Work to complete » Return the records exactly, keeping every line as it is.

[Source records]
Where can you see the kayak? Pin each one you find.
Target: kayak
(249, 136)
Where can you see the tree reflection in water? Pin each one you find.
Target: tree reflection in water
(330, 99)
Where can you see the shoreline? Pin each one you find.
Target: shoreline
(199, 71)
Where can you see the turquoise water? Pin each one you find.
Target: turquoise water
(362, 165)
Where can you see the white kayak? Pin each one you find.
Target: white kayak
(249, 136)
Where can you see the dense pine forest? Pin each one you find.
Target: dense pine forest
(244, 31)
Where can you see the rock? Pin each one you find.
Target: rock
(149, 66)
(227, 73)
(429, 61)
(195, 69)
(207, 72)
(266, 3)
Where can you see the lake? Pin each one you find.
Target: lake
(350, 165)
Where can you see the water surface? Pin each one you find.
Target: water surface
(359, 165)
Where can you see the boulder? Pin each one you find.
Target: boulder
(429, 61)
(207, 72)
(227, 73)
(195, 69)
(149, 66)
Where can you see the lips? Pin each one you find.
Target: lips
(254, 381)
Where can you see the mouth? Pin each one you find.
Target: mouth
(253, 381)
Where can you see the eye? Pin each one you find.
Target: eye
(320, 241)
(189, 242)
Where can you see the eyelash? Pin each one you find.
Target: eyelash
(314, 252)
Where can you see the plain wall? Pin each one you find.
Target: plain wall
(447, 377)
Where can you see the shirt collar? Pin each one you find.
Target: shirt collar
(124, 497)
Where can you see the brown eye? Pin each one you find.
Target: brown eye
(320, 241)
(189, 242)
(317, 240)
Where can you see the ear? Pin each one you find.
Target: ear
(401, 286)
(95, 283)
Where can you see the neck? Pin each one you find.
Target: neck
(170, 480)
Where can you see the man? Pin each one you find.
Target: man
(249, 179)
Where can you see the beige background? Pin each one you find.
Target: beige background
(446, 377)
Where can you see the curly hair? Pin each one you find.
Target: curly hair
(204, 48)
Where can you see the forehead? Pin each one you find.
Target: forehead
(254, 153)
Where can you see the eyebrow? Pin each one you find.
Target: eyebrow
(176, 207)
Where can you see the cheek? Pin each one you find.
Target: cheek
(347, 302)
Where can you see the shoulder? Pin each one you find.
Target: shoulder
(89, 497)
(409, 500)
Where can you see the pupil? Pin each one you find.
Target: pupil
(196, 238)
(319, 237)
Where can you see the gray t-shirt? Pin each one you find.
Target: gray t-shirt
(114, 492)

Task output »
Where can you see the kayak? Pin each one you find.
Target: kayak
(249, 136)
Where can you see the tree reflection in water? Pin each one you find.
Target: tree reflection in water
(330, 99)
Where can you see the shoreline? Pin each one you find.
Target: shoreline
(199, 71)
Where can you see the turquoise water? Pin each one you find.
Target: turquoise water
(362, 165)
Where can you see the white kayak? Pin each one you find.
Target: white kayak
(249, 136)
Where can you see the dense pine forest? Pin each one you find.
Target: dense pine forest
(244, 31)
Where can you see the rock? Pin each one you find.
Target: rock
(149, 66)
(227, 73)
(429, 61)
(195, 69)
(207, 72)
(266, 3)
Where can you see the lake? Pin each one you find.
Target: lake
(350, 165)
Where can you see the water surface? Pin each one you find.
Target: water surface
(359, 165)
Where can you see the boulder? Pin each one you find.
Target: boulder
(429, 61)
(207, 72)
(227, 73)
(195, 69)
(149, 66)
Where can you see the lips? Pin each one you find.
Target: lips
(254, 381)
Where can you see the mouth? Pin each one you find.
Target: mouth
(253, 381)
Where can you see the eye? Pin each one you find.
Target: eye
(320, 241)
(189, 242)
Where can you see the eyelash? Pin each one you find.
Target: eyelash
(314, 252)
Where can you see the plain wall? Pin each one you find.
Target: plain wall
(447, 377)
Where can you see the shirt collar? Pin each one you find.
Target: shirt collar
(124, 497)
Where can you see the brown eye? Pin each one you find.
Target: brown eye
(320, 241)
(189, 242)
(317, 240)
Where can you see the ear? Pin each one you find.
Target: ear
(401, 286)
(95, 283)
Where can you see the neck? Pin each one you find.
Target: neck
(170, 480)
Where can you see the man? Pin each one you find.
Target: man
(249, 179)
Where can you see the beige background? Pin each one you find.
Target: beige background
(446, 377)
Where can you see the curly hair? Pin each one you find.
Target: curly hair
(204, 48)
Where can you see the forehead? Pin each one you find.
Target: forehead
(254, 153)
Where can you see the eyebrow? Pin each one you find.
Target: eyebrow
(176, 207)
Where can you see the cheek? Pin each one you find.
Target: cheek
(347, 302)
Where can you see the shoulder? Pin each one you find.
Target: shoulder
(89, 497)
(409, 500)
Where can you see the pupil? Pin each one you find.
Target: pupil
(196, 238)
(319, 237)
Where can you see the gray t-shirt? Pin each one you find.
Target: gray t-shirt
(114, 492)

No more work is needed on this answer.